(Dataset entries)

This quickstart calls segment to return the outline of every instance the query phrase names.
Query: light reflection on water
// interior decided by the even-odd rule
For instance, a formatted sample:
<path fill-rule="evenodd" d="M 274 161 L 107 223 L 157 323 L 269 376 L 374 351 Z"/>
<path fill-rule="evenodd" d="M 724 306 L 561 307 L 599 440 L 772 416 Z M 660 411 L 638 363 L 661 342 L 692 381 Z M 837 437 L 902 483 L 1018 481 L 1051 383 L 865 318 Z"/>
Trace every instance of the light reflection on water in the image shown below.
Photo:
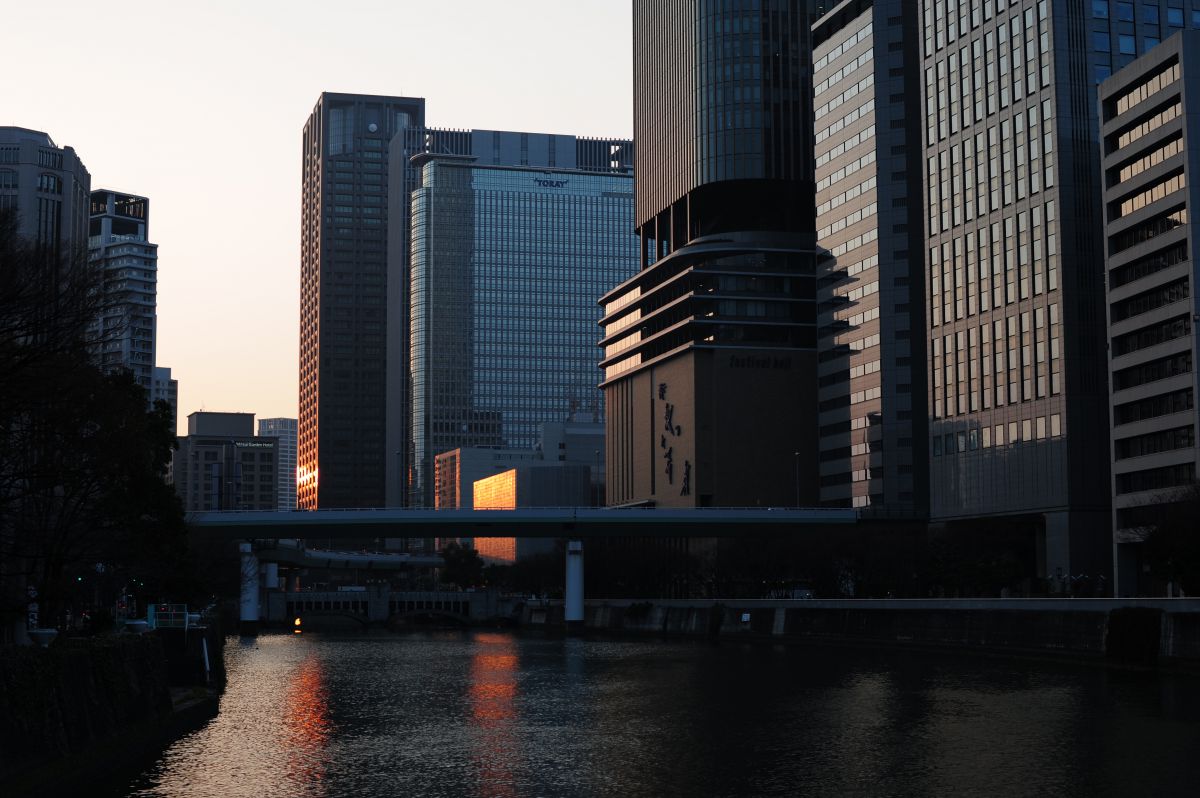
<path fill-rule="evenodd" d="M 139 796 L 1191 795 L 1200 679 L 487 632 L 231 640 Z"/>

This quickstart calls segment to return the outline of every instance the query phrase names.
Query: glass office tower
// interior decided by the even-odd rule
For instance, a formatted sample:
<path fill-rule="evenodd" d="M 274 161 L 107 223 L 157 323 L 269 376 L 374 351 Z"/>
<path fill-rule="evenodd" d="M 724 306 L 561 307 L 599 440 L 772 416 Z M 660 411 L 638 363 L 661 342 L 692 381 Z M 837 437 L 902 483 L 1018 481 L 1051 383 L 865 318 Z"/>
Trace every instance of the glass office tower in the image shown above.
<path fill-rule="evenodd" d="M 627 139 L 582 138 L 509 130 L 450 130 L 411 127 L 396 135 L 388 161 L 388 318 L 407 320 L 411 290 L 412 192 L 421 185 L 420 159 L 429 153 L 464 155 L 479 166 L 519 166 L 587 172 L 629 172 L 632 143 Z M 412 380 L 409 325 L 387 329 L 387 504 L 425 503 L 415 481 L 412 432 Z"/>
<path fill-rule="evenodd" d="M 437 454 L 532 449 L 545 422 L 603 418 L 596 298 L 636 270 L 637 239 L 619 160 L 607 173 L 415 163 L 411 503 L 433 506 Z"/>

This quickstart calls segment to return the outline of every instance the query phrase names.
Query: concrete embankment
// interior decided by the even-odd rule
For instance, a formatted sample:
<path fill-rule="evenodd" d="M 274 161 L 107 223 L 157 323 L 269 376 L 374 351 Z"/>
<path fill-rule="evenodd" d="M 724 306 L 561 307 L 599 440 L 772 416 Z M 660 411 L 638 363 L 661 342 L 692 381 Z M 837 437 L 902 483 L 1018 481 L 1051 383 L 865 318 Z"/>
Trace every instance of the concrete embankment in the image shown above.
<path fill-rule="evenodd" d="M 178 684 L 173 647 L 124 634 L 0 650 L 3 794 L 102 793 L 212 718 L 217 691 Z"/>
<path fill-rule="evenodd" d="M 522 622 L 561 619 L 560 603 L 531 603 Z M 611 600 L 587 603 L 584 628 L 1200 666 L 1200 599 Z"/>

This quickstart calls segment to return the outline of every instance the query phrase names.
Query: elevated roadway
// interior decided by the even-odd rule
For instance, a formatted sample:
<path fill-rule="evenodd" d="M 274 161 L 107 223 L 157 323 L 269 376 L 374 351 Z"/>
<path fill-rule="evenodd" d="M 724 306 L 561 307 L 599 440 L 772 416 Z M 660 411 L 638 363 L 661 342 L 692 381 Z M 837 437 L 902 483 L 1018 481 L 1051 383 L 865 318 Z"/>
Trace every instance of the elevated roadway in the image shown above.
<path fill-rule="evenodd" d="M 188 515 L 188 523 L 198 534 L 226 540 L 776 537 L 857 520 L 853 509 L 826 507 L 261 510 Z"/>

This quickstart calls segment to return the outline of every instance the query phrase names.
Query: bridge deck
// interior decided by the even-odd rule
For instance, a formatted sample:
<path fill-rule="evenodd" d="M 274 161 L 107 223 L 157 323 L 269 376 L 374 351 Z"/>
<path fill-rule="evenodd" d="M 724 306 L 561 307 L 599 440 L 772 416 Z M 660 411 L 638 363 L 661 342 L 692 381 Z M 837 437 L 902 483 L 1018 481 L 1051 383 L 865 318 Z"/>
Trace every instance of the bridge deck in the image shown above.
<path fill-rule="evenodd" d="M 857 520 L 855 510 L 824 507 L 263 510 L 188 515 L 197 532 L 226 539 L 770 537 Z"/>

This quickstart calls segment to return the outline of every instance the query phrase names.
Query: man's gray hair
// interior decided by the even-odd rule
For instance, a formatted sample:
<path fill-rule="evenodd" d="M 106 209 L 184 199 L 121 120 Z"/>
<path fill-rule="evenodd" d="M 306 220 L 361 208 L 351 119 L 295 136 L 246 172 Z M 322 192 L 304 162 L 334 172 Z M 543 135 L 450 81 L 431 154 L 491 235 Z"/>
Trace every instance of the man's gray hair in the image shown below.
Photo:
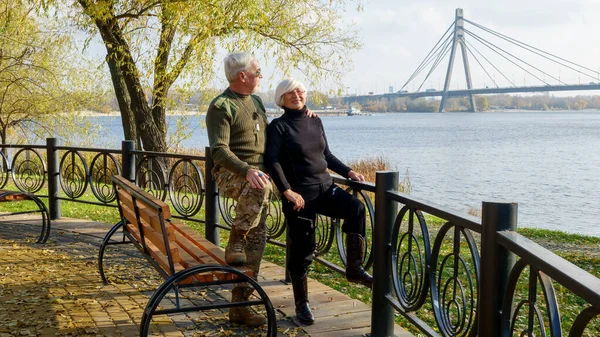
<path fill-rule="evenodd" d="M 277 89 L 275 89 L 275 104 L 277 104 L 278 107 L 283 108 L 283 95 L 298 88 L 302 91 L 306 91 L 304 84 L 294 78 L 289 77 L 281 81 L 281 83 L 277 85 Z"/>
<path fill-rule="evenodd" d="M 250 53 L 230 53 L 225 59 L 225 76 L 229 83 L 237 80 L 237 74 L 240 71 L 250 69 L 250 62 L 254 60 L 254 56 Z"/>

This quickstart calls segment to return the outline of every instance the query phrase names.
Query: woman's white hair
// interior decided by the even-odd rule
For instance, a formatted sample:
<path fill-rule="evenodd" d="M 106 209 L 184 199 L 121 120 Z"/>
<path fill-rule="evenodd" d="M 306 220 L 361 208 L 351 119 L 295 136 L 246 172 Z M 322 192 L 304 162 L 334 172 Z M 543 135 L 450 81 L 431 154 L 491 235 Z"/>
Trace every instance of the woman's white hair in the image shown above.
<path fill-rule="evenodd" d="M 225 63 L 225 77 L 229 83 L 237 80 L 237 74 L 240 71 L 250 69 L 250 62 L 254 60 L 254 56 L 250 53 L 230 53 L 223 60 Z"/>
<path fill-rule="evenodd" d="M 277 89 L 275 89 L 275 104 L 277 104 L 278 107 L 283 108 L 283 95 L 294 89 L 306 91 L 304 84 L 292 77 L 286 78 L 283 81 L 281 81 L 281 83 L 277 85 Z"/>

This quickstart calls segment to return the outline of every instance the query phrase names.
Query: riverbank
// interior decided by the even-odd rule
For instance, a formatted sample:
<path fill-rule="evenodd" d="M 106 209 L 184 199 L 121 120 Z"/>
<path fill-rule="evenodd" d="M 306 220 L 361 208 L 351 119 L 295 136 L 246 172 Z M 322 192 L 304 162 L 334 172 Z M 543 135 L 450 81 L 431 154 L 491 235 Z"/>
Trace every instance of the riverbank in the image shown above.
<path fill-rule="evenodd" d="M 116 117 L 121 116 L 120 111 L 110 111 L 110 112 L 98 112 L 92 110 L 82 110 L 75 111 L 75 114 L 81 117 Z M 167 116 L 199 116 L 205 115 L 205 112 L 199 112 L 198 110 L 167 110 Z"/>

(DIRECTIONS):
What you output should match the records line for line, minus the pictures.

(RESPONSE AREA):
This quickstart calls segment to return the outline of every instance the query phrase names.
Query: light reflection on water
// interior decided by the even-odd rule
For instance, a formatted sample:
<path fill-rule="evenodd" d="M 274 161 L 107 223 L 157 323 L 269 376 L 374 351 Z"/>
<path fill-rule="evenodd" d="M 724 306 L 561 307 L 599 440 L 772 416 Z M 660 411 L 638 363 L 661 342 L 692 381 Z M 837 437 L 902 483 L 1018 481 L 1051 383 L 865 318 Z"/>
Trace every instance of the light reflection on water in the image shown below.
Photo:
<path fill-rule="evenodd" d="M 139 796 L 1191 795 L 1200 679 L 487 632 L 231 640 Z"/>

This quickstart calls segment to return the outline of every instance the query phrase names.
Query: glass office tower
// interior decided by the even-odd rule
For instance, a formatted sample:
<path fill-rule="evenodd" d="M 274 161 L 107 223 L 157 323 L 269 376 L 374 351 Z"/>
<path fill-rule="evenodd" d="M 724 306 L 561 307 L 599 440 L 772 416 Z M 660 411 L 638 363 L 661 342 L 692 381 Z M 837 437 L 902 483 L 1018 481 L 1051 383 L 865 318 Z"/>
Trace every instance of the glass office tower in the image shown above.
<path fill-rule="evenodd" d="M 627 139 L 582 138 L 509 130 L 450 130 L 411 127 L 396 135 L 388 161 L 388 318 L 407 320 L 411 290 L 412 192 L 421 185 L 420 159 L 429 153 L 464 155 L 479 166 L 519 166 L 587 172 L 629 172 L 632 143 Z M 412 380 L 409 325 L 387 329 L 387 504 L 425 503 L 415 481 L 412 432 Z"/>
<path fill-rule="evenodd" d="M 437 454 L 532 449 L 545 422 L 603 418 L 596 298 L 636 270 L 637 239 L 619 160 L 607 173 L 415 163 L 411 503 L 433 506 Z"/>

This quickstart calls segment to return the outline of every instance the query phrase names.
Query: concrete embankment
// interior decided by the even-odd rule
For instance, a formatted sample:
<path fill-rule="evenodd" d="M 274 161 L 107 223 L 157 323 L 269 376 L 374 351 Z"/>
<path fill-rule="evenodd" d="M 724 306 L 561 307 L 599 440 L 772 416 Z M 660 411 L 638 363 L 661 342 L 692 381 Z M 837 437 L 902 483 L 1018 481 L 1051 383 L 865 318 Z"/>
Trace every instance of the concrete embankment in the image shown above.
<path fill-rule="evenodd" d="M 178 684 L 173 647 L 124 634 L 0 650 L 3 794 L 102 793 L 212 718 L 217 691 Z"/>
<path fill-rule="evenodd" d="M 522 622 L 561 619 L 560 603 L 531 603 Z M 611 600 L 587 603 L 584 628 L 1200 666 L 1200 599 Z"/>

This quickstart calls segment to return the outline of every instance the query phrase names.
Query: elevated roadway
// interior decided by the even-odd rule
For instance, a formatted sample:
<path fill-rule="evenodd" d="M 274 161 L 107 223 L 157 323 L 269 376 L 374 351 Z"/>
<path fill-rule="evenodd" d="M 724 306 L 561 307 L 599 440 L 772 416 Z M 660 411 L 638 363 L 661 342 L 692 381 Z M 837 437 L 902 483 L 1018 481 L 1051 383 L 865 318 Z"/>
Trace every instance of the elevated roadway in the image shown above.
<path fill-rule="evenodd" d="M 188 515 L 188 523 L 198 534 L 226 540 L 776 537 L 857 520 L 853 509 L 826 507 L 261 510 Z"/>

This quickstart calls segment to return the outline of every instance the query phrase names.
Query: bridge deck
// interior decided by the even-odd rule
For instance, a formatted sample:
<path fill-rule="evenodd" d="M 274 161 L 107 223 L 157 323 L 269 376 L 374 351 Z"/>
<path fill-rule="evenodd" d="M 724 306 L 561 307 L 599 440 L 772 416 Z M 660 411 L 638 363 L 661 342 L 692 381 Z M 837 437 L 902 483 L 1018 481 L 1051 383 L 865 318 Z"/>
Trace every instance of the bridge deck in the image shown above.
<path fill-rule="evenodd" d="M 857 520 L 855 510 L 824 507 L 263 510 L 188 515 L 197 532 L 226 539 L 770 537 Z"/>

This quickstart calls segment to return the outline of every instance the query phrase names.
Query: man's gray hair
// interior decided by the even-odd rule
For instance, a formatted sample:
<path fill-rule="evenodd" d="M 106 209 L 184 199 L 121 120 Z"/>
<path fill-rule="evenodd" d="M 306 220 L 361 208 L 351 119 L 295 136 L 246 172 Z M 322 192 L 304 162 L 334 172 Z M 543 135 L 450 81 L 431 154 L 491 235 Z"/>
Trace every instance of the man's gray hair in the image shown below.
Photo:
<path fill-rule="evenodd" d="M 277 89 L 275 89 L 275 104 L 277 104 L 278 107 L 283 108 L 283 95 L 298 88 L 302 91 L 306 91 L 304 84 L 294 78 L 289 77 L 281 81 L 281 83 L 277 85 Z"/>
<path fill-rule="evenodd" d="M 250 53 L 230 53 L 225 59 L 225 76 L 229 83 L 237 80 L 237 74 L 240 71 L 250 69 L 250 62 L 254 60 L 254 56 Z"/>

This quickstart calls segment to return the outline of every instance the query phrase names.
Query: woman's white hair
// interior decided by the even-odd rule
For instance, a formatted sample:
<path fill-rule="evenodd" d="M 106 209 L 184 199 L 121 120 Z"/>
<path fill-rule="evenodd" d="M 306 220 L 361 208 L 351 119 L 295 136 L 246 172 Z M 322 192 L 304 162 L 334 172 Z M 543 135 L 450 81 L 431 154 L 491 235 Z"/>
Trace every instance of the woman's white hair in the image shown above.
<path fill-rule="evenodd" d="M 225 63 L 225 77 L 229 83 L 237 80 L 237 74 L 240 71 L 250 69 L 250 62 L 254 60 L 254 56 L 250 53 L 230 53 L 223 60 Z"/>
<path fill-rule="evenodd" d="M 277 89 L 275 89 L 275 104 L 277 104 L 278 107 L 283 108 L 283 95 L 294 89 L 306 91 L 304 84 L 292 77 L 286 78 L 283 81 L 281 81 L 281 83 L 277 85 Z"/>

This quickstart calls segment to return the outline of every instance the query phrase names.
Query: riverbank
// interior decided by the even-odd rule
For instance, a formatted sample:
<path fill-rule="evenodd" d="M 106 209 L 184 199 L 121 120 Z"/>
<path fill-rule="evenodd" d="M 306 220 L 361 208 L 351 119 L 295 136 L 246 172 Z M 322 192 L 304 162 L 334 172 Z M 543 135 L 450 81 L 431 154 L 491 235 Z"/>
Trace every instance of the riverbank in the image shown above.
<path fill-rule="evenodd" d="M 116 117 L 121 116 L 120 111 L 110 111 L 110 112 L 98 112 L 92 110 L 82 110 L 75 111 L 75 114 L 81 117 Z M 167 116 L 199 116 L 205 115 L 205 112 L 199 112 L 198 110 L 167 110 Z"/>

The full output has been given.